Entries contained in a dataset:

....

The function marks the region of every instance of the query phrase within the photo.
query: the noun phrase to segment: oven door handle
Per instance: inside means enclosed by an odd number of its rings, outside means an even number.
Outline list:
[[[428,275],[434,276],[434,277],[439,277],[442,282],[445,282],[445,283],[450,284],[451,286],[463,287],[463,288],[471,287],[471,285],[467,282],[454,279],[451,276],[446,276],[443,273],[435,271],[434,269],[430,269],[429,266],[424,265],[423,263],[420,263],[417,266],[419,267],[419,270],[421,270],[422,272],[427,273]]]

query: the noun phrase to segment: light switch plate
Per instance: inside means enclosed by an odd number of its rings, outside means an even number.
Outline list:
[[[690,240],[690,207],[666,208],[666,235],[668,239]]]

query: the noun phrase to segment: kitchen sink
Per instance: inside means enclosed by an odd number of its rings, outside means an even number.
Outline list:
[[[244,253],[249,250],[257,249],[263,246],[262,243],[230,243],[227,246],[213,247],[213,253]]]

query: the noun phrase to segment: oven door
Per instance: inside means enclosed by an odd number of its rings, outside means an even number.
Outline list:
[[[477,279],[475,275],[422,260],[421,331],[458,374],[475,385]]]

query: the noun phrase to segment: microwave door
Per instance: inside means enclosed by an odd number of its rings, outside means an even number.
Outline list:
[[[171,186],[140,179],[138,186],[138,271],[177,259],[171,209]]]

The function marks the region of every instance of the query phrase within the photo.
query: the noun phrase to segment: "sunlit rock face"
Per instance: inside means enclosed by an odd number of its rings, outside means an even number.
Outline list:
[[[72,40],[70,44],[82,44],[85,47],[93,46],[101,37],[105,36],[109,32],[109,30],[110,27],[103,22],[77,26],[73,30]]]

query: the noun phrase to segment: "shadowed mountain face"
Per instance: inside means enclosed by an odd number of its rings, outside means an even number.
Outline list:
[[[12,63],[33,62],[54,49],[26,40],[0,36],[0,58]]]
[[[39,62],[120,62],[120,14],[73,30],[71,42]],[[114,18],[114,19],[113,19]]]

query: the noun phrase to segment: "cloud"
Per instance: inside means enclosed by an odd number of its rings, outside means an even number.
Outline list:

....

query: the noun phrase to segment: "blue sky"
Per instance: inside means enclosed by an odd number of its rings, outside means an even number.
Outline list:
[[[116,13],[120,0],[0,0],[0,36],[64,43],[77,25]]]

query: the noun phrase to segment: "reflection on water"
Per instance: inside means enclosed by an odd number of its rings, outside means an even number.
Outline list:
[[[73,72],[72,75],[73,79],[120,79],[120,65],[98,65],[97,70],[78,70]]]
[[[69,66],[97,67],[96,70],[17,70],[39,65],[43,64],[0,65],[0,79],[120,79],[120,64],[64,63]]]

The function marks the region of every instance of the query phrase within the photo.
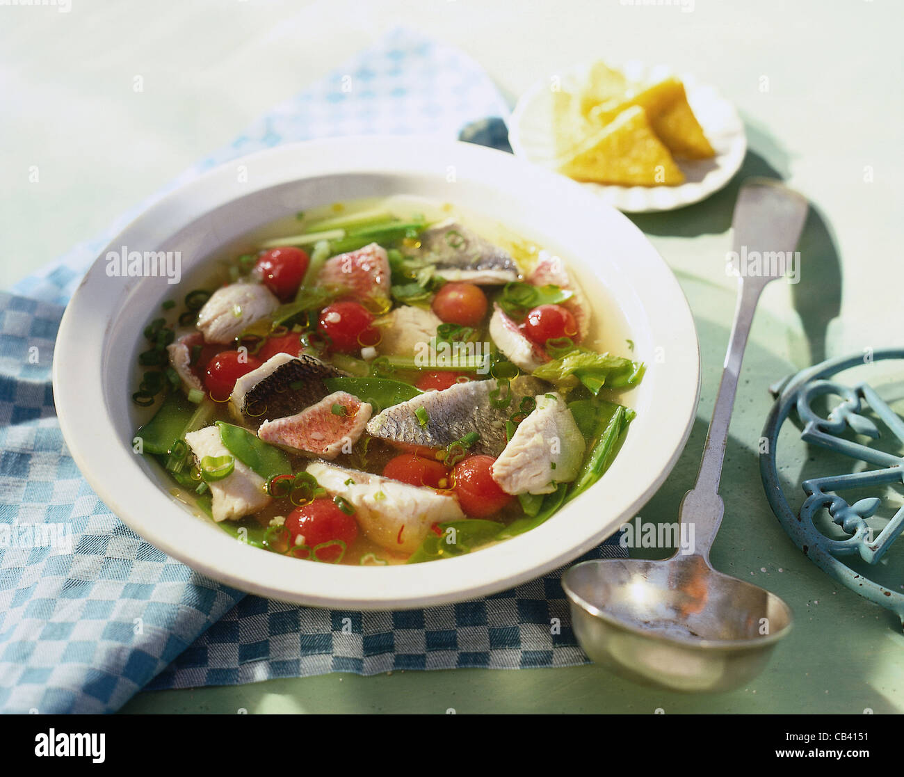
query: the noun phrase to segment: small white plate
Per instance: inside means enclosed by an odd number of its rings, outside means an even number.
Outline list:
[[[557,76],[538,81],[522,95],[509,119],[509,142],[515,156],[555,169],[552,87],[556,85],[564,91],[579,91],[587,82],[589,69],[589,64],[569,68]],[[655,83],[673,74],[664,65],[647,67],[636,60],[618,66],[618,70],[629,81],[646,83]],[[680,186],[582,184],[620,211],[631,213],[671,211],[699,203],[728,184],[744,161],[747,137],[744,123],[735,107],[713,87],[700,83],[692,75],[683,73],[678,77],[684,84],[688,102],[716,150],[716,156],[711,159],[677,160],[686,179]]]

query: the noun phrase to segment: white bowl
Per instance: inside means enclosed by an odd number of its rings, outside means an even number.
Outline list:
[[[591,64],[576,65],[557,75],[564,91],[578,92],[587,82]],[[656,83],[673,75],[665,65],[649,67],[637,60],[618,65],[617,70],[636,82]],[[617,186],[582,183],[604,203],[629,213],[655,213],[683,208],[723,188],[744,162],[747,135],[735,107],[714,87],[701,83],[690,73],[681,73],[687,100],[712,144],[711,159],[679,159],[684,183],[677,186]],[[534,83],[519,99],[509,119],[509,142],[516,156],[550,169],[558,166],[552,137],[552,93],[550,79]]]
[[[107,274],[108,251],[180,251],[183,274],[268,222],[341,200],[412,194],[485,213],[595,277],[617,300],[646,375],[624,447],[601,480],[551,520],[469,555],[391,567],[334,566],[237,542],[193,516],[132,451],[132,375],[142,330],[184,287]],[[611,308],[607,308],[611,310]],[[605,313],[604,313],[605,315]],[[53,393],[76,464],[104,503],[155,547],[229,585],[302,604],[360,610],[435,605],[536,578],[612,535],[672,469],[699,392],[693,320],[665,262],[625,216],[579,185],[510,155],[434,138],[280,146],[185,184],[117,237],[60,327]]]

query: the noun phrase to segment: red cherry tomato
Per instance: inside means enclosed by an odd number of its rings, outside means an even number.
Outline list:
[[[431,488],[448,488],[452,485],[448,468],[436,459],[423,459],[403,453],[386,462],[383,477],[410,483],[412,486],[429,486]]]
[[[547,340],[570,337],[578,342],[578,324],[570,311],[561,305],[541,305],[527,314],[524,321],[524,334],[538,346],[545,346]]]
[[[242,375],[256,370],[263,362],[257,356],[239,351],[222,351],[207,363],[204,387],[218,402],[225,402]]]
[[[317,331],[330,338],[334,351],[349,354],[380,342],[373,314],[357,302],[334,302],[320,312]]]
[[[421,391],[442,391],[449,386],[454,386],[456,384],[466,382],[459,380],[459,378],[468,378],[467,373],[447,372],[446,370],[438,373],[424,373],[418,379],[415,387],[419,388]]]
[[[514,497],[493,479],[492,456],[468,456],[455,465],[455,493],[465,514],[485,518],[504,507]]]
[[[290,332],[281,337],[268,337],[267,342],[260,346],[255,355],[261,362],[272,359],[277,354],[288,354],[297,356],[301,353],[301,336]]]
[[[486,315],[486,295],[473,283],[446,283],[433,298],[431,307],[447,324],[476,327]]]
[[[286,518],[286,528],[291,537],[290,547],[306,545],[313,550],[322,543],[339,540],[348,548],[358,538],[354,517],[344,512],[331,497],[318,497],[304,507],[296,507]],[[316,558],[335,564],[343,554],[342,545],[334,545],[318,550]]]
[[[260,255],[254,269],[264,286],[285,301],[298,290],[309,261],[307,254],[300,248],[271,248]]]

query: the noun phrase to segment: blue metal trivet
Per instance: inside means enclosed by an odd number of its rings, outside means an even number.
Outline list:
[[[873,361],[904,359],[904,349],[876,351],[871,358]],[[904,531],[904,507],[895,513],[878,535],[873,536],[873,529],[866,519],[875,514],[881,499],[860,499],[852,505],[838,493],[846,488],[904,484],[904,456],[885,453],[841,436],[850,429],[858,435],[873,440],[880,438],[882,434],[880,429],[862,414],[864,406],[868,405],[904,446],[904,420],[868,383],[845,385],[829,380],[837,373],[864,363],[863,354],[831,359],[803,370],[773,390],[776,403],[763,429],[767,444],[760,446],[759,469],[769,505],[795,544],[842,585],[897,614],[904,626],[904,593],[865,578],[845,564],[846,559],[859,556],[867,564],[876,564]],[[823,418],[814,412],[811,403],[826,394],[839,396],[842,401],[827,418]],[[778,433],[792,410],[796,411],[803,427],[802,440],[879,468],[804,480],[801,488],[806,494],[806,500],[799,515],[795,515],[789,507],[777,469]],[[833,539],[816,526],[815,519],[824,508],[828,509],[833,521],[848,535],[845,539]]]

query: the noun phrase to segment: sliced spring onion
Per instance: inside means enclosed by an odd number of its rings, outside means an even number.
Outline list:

....

Select every line of the entries above that contains the word "blue". Case counts.

§ TASK RESPONSE:
query: the noun phrase to segment: "blue sky"
query: the noun phrase to segment: blue metal trivet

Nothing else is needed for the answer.